** Passage to read **
****************

A recent Financial Times column asked an intriguing question: Can moral companies do immoral things? The writer cited two U.K. studies that examined, in part, how people rate their morality and how they rate that morality against others. The consistent finding in both studies was that individuals — even convicted prisoners in one study — tend to rate themselves morally superior.
The writer then made the case that this natural tendency for viewing ourselves as morally superior might help explain why moral companies do immoral things. I believe this kind of thinking, while making for interesting navel gazing, is dangerous.
We cannot afford to fall into the trap of assigning human characteristics to nonhuman subjects when it comes to how we act in business. Known in psychology as anthropomorphism, it is a tool that helps humans cope with everyday challenges – the golf ball will like you and roll true if you whisper a little encouragement, the traffic light hates you because it knows you’re in a hurry and still won’t change to green.
It is a mistake, however, to assign morality to an entity, such as a business or government institution. An organization’s culture consists of the behavior of those within it and is not imposed by the organization on its members. The perfect example is Enron. Part of the U.S. energy company’s code of ethics read, “. . . we are responsible for conducting the business affairs of the companies in accordance with all applicable laws and in a moral and honest manner.” Yet, as we know, the Enron name is now synonymous with accounting fraud and corrupt corporate behavior.
I have written frequently over the past two years about the need for internal audit to take on corporate culture as part of its scope of work. Whether specifically assigned to audit culture or simply understanding that culture may be part of the root cause of some of the engagements we take on, we must have a keen understanding of how culture influences the organization.
The members of the corporate board are the ones who identify organizational goals and set the risk tolerance and the boundaries to achieve those goals. It is the CEO and other C-suite executive who model behavior that the rest of the organization follows. It is imperative that internal auditors understand that culture is driven by individuals and not the organization itself.
I find it troubling that observers of business behavior are willing to assign moral or immoral behavior to an organization. It is too easy to excuse immoral behavior by calling it an aberration of an organization’s typically moral behavior. Instead we should recognize it as a symptom of a bigger problem of a misaligned or, worse yet, corrupted corporate culture.
My comments should not be construed as a criticism of the Financial Times piece. The author makes an important connection between the natural tendency to view ourselves as morally superior and how that can be used as an excuse to act immorally. However, we cannot apply that to organizations.
We must recognize that an organization’s governance practices and policies simply articulate desired behavior. It is ultimately the individual who acts on those practices and policies and must, therefore, be the one held accountable.
As always, I look forward to your comments.

****************

** Raw data **
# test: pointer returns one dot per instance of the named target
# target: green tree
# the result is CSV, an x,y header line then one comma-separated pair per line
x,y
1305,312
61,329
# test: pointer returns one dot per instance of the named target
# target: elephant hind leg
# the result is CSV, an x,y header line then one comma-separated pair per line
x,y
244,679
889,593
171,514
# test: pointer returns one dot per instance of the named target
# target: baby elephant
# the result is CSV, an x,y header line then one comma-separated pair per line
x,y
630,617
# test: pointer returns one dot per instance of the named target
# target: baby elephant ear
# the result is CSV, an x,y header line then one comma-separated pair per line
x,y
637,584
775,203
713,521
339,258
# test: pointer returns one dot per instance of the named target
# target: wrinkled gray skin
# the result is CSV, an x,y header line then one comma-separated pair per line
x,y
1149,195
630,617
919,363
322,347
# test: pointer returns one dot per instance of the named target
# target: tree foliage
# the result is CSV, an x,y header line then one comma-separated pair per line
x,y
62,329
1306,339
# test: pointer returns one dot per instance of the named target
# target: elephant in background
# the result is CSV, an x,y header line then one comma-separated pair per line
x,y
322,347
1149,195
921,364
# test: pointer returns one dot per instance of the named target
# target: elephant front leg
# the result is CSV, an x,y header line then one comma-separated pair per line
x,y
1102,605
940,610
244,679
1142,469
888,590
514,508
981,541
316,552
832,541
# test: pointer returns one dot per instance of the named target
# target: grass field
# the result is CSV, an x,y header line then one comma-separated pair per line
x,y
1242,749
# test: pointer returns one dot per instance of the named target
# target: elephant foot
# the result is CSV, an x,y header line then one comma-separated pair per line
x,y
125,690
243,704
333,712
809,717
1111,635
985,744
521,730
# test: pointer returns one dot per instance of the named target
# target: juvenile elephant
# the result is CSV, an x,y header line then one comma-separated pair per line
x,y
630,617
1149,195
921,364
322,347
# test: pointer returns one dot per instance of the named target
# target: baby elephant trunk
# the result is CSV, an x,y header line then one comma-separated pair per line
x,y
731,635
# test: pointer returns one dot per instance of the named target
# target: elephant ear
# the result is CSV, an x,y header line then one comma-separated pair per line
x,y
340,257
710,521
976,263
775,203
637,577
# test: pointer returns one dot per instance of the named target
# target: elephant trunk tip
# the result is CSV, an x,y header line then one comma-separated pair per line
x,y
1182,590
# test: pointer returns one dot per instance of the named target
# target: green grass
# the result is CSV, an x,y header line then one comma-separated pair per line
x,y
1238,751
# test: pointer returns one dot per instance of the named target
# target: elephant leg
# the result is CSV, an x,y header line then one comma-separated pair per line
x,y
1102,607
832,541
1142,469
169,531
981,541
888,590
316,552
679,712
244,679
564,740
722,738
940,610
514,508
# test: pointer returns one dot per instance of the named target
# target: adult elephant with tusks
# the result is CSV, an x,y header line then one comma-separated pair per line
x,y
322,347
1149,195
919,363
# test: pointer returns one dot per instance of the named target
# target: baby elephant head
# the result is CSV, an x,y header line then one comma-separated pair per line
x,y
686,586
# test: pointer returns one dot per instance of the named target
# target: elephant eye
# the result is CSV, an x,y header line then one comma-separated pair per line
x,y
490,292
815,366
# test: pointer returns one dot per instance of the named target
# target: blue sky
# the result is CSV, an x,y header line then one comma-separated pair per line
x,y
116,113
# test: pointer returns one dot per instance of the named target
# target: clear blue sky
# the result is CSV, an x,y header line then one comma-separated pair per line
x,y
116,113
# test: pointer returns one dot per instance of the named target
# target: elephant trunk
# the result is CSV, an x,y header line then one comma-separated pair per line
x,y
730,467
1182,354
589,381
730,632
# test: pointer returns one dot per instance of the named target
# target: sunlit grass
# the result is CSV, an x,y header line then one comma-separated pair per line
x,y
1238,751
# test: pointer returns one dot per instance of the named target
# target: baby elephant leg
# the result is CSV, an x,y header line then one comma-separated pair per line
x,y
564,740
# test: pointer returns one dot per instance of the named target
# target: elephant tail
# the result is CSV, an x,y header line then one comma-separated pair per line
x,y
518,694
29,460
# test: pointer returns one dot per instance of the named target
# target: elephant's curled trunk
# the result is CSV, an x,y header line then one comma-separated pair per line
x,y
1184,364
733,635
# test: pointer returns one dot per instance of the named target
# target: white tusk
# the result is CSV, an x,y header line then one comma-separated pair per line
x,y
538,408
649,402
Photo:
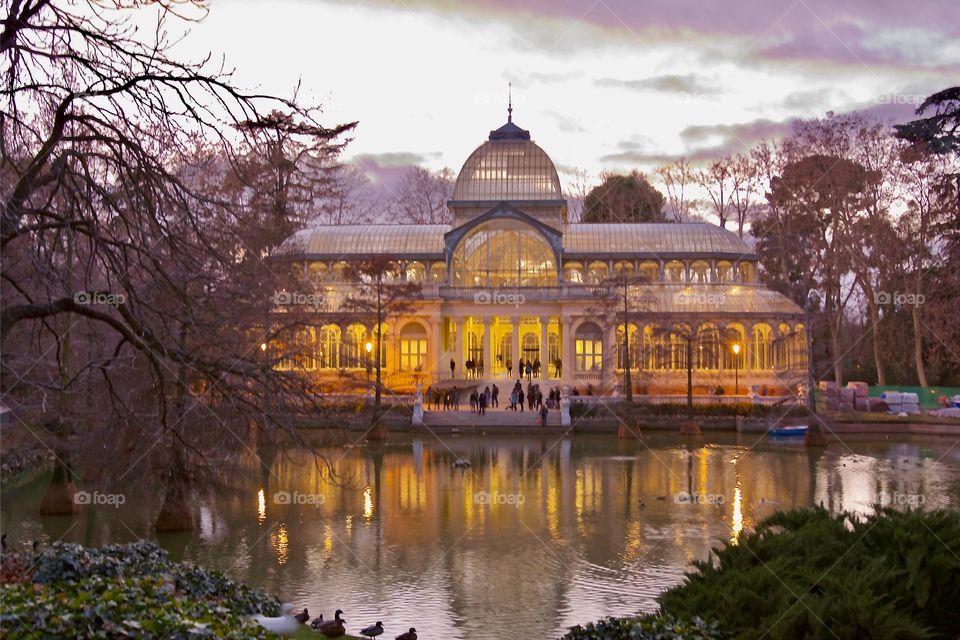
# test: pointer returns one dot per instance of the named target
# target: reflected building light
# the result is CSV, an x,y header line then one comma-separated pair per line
x,y
280,542
327,541
367,503
736,521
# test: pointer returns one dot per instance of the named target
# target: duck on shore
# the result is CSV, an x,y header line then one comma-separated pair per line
x,y
285,625
373,630
333,628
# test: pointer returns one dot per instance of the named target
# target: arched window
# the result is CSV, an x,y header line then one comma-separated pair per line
x,y
597,272
573,272
724,272
635,358
761,346
504,253
318,271
700,271
589,347
413,347
415,271
353,354
674,271
328,347
707,351
650,271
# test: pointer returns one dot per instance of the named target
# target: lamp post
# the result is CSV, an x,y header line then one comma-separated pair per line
x,y
369,348
736,368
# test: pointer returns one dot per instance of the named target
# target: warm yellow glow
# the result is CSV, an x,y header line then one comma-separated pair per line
x,y
367,503
281,543
736,522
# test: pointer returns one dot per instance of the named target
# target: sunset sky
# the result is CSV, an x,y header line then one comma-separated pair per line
x,y
601,84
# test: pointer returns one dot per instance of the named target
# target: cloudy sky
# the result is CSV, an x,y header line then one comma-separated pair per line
x,y
601,84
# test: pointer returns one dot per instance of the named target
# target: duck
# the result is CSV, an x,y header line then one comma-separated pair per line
x,y
285,625
333,628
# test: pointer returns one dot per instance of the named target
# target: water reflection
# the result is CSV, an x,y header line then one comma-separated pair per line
x,y
566,533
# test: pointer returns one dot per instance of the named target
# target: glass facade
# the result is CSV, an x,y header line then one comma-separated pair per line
x,y
504,253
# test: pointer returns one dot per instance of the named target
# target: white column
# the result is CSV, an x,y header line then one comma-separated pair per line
x,y
487,359
458,345
515,322
544,352
438,348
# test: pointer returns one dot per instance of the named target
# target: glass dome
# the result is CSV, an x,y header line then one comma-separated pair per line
x,y
504,253
508,170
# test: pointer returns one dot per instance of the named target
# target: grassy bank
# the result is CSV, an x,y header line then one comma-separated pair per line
x,y
69,591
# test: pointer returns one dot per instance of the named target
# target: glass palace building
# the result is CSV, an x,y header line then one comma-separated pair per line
x,y
511,280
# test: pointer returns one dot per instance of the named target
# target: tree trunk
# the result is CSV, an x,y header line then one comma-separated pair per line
x,y
874,311
59,500
918,346
175,514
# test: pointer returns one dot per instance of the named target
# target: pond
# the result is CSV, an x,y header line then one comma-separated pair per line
x,y
538,534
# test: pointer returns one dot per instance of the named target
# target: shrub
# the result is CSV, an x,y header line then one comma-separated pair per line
x,y
809,574
646,628
131,590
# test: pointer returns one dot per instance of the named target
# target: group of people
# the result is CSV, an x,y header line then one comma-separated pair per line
x,y
486,398
480,401
447,398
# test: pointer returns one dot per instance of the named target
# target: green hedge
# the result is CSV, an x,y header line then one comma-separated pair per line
x,y
809,574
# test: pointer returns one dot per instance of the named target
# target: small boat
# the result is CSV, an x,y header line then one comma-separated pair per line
x,y
793,431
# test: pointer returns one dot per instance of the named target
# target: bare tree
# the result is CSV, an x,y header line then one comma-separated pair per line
x,y
421,197
676,176
716,181
132,287
745,188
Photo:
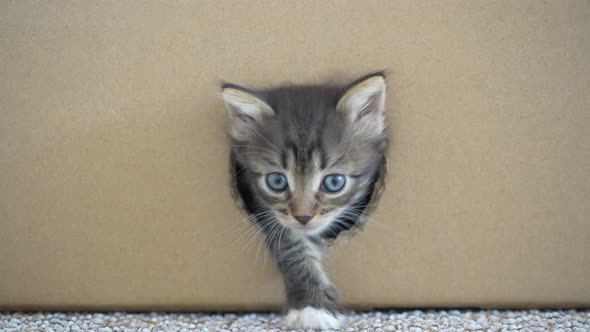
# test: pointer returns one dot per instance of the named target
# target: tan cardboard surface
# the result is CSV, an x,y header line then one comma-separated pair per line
x,y
113,161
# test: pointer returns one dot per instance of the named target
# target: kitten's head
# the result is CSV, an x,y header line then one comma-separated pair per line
x,y
308,156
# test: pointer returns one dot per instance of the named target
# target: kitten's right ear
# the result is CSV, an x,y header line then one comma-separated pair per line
x,y
245,110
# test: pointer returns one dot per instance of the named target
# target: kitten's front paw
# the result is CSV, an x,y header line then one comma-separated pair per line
x,y
313,318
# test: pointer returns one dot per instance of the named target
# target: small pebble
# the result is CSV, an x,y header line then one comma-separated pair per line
x,y
379,321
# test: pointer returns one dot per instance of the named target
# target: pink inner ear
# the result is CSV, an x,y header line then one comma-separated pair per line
x,y
372,105
244,117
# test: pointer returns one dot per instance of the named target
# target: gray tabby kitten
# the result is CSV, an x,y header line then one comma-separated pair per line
x,y
305,161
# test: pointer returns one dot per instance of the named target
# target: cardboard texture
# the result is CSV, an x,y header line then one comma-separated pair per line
x,y
114,171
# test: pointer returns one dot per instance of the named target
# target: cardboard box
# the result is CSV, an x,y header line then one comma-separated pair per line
x,y
114,163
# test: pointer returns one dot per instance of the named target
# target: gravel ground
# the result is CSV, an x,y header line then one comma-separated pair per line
x,y
414,321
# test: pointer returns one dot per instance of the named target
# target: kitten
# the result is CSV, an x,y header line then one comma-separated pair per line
x,y
305,162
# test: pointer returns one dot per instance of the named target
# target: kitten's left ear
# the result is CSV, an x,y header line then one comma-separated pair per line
x,y
363,103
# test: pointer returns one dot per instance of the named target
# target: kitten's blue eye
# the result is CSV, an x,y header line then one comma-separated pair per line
x,y
277,181
333,183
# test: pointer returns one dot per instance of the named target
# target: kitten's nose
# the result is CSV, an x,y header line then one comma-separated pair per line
x,y
303,219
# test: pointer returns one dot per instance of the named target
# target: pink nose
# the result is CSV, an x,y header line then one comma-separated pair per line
x,y
303,219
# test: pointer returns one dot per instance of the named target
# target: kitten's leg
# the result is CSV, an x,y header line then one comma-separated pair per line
x,y
312,300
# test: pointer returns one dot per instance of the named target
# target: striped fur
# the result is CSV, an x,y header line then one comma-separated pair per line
x,y
307,133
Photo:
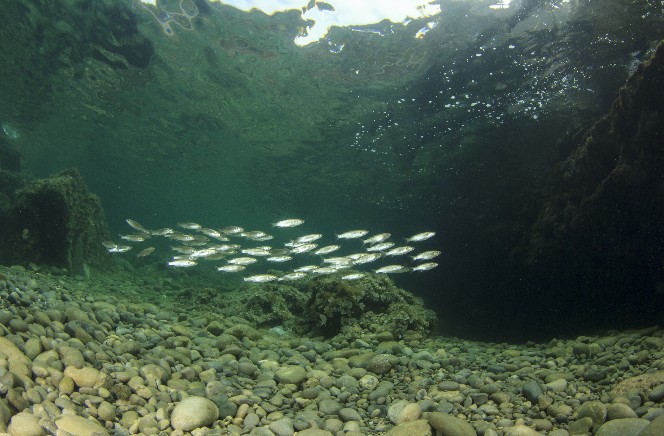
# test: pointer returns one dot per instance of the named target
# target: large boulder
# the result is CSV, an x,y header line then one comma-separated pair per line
x,y
58,222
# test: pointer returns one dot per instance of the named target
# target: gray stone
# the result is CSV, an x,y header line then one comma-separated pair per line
x,y
655,395
79,426
25,424
654,428
329,407
419,427
623,427
448,385
282,427
619,411
347,414
194,412
531,390
450,425
290,375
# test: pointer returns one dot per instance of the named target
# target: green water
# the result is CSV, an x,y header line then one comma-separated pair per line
x,y
227,122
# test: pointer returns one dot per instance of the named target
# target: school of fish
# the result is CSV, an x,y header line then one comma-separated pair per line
x,y
195,243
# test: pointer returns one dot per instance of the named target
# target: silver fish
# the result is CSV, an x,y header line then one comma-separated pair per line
x,y
362,258
327,249
145,252
137,237
392,269
261,278
293,222
181,237
136,225
306,268
339,261
232,230
242,261
184,263
352,234
354,276
210,232
324,270
253,234
397,251
421,237
279,258
190,226
425,266
375,239
292,276
303,248
119,249
184,249
381,246
162,232
308,238
205,252
255,252
426,255
231,268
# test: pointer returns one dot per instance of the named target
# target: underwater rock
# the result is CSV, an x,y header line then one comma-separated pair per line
x,y
599,227
10,177
58,222
372,304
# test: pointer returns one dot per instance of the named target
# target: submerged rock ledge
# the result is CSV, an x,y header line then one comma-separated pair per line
x,y
109,355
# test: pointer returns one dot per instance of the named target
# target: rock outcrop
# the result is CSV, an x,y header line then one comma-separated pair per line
x,y
58,222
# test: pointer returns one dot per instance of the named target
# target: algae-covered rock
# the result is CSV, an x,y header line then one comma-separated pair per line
x,y
371,304
57,221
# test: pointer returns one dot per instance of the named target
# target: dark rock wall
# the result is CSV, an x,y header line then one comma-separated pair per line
x,y
57,222
599,235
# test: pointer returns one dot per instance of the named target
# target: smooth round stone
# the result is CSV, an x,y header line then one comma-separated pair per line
x,y
32,348
448,385
419,427
290,375
106,411
521,430
558,385
531,391
194,412
79,426
86,377
282,427
329,407
655,428
622,427
333,424
18,325
595,410
655,395
619,411
25,424
448,424
347,414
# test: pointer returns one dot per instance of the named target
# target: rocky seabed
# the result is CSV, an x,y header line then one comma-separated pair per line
x,y
106,356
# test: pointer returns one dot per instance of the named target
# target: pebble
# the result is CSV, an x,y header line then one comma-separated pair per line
x,y
622,427
418,427
140,368
290,375
79,426
194,412
448,424
25,424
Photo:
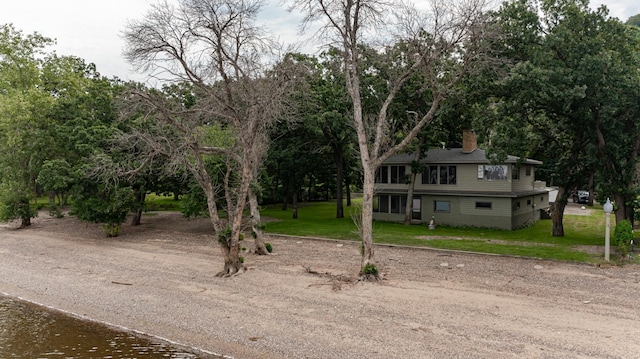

****************

** Explore the material **
A: Reproduce the part of the essay on corporate morality that opens with the words containing "I have written" and closes with "the organization itself.".
B: In the essay on corporate morality, what psychology term names the habit of assigning human characteristics to nonhuman subjects?

** Task results **
A:
I have written frequently over the past two years about the need for internal audit to take on corporate culture as part of its scope of work. Whether specifically assigned to audit culture or simply understanding that culture may be part of the root cause of some of the engagements we take on, we must have a keen understanding of how culture influences the organization.
The members of the corporate board are the ones who identify organizational goals and set the risk tolerance and the boundaries to achieve those goals. It is the CEO and other C-suite executive who model behavior that the rest of the organization follows. It is imperative that internal auditors understand that culture is driven by individuals and not the organization itself.

B: Anthropomorphism.